* The problem:
Write the entries below out again in full. Match every character.

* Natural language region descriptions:
________________________
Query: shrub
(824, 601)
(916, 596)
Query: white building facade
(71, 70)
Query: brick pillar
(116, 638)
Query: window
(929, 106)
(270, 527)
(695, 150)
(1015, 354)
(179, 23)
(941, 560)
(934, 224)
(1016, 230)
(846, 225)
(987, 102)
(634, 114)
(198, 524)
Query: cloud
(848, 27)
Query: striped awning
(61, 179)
________________________
* Problem solution:
Query: shrub
(824, 601)
(916, 596)
Query: white building facade
(71, 70)
Query: brick pillar
(116, 638)
Query: window
(929, 106)
(270, 527)
(695, 150)
(1015, 354)
(179, 23)
(941, 560)
(934, 224)
(1016, 230)
(846, 225)
(987, 102)
(634, 114)
(198, 524)
Query: cloud
(848, 27)
Query: striped awning
(61, 179)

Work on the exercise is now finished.